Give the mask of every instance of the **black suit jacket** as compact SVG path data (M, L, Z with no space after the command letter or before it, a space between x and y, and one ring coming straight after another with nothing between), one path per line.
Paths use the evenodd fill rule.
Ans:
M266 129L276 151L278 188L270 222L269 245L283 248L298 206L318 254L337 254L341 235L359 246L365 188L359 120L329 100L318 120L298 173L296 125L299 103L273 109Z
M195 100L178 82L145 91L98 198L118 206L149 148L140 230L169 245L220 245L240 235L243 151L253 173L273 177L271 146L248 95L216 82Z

########################################

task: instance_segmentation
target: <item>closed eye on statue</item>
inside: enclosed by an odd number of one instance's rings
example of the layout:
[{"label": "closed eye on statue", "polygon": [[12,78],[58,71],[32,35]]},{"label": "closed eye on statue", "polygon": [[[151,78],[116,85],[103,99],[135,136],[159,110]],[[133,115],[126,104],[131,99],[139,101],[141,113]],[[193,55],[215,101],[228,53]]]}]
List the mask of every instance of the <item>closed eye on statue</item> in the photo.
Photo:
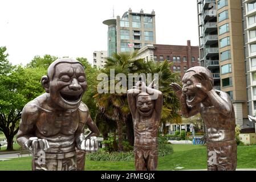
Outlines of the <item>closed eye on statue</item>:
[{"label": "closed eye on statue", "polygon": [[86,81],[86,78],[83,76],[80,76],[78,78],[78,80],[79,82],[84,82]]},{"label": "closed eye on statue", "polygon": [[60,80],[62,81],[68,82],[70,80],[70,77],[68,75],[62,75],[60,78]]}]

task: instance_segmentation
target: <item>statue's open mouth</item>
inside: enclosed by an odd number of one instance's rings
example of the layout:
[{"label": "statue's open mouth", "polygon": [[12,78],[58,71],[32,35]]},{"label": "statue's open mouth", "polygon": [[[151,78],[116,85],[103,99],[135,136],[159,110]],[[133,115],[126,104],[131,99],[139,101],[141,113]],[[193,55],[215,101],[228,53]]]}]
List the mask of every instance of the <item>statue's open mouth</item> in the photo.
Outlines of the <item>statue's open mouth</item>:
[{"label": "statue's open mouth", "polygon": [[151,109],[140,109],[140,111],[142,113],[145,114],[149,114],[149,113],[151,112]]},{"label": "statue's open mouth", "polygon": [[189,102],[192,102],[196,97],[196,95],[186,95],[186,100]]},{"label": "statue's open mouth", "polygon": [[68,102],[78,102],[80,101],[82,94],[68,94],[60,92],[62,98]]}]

########################################

*BRIEF*
In the stretch from "Give the mask" through "M195 100L178 82L145", switch "black suit jacket" to "navy blazer" and write those lines out again with everything else unchanged.

*THE COMPLETED TASK*
Give the mask of every instance of the **navy blazer** as compact SVG path data (M, L, Z with no space after the command letter or before it, a space between x and y, and one ring coming straight after another with nothing between), one path per line.
Paths use the evenodd fill rule.
Ans:
M266 129L276 151L278 188L270 222L269 245L283 248L298 206L318 254L337 254L341 235L359 246L365 188L359 120L329 100L318 120L298 173L296 125L299 103L273 109Z
M195 100L178 82L145 91L98 198L118 206L149 148L140 230L169 245L220 245L240 235L243 151L253 173L273 177L271 146L248 95L216 82Z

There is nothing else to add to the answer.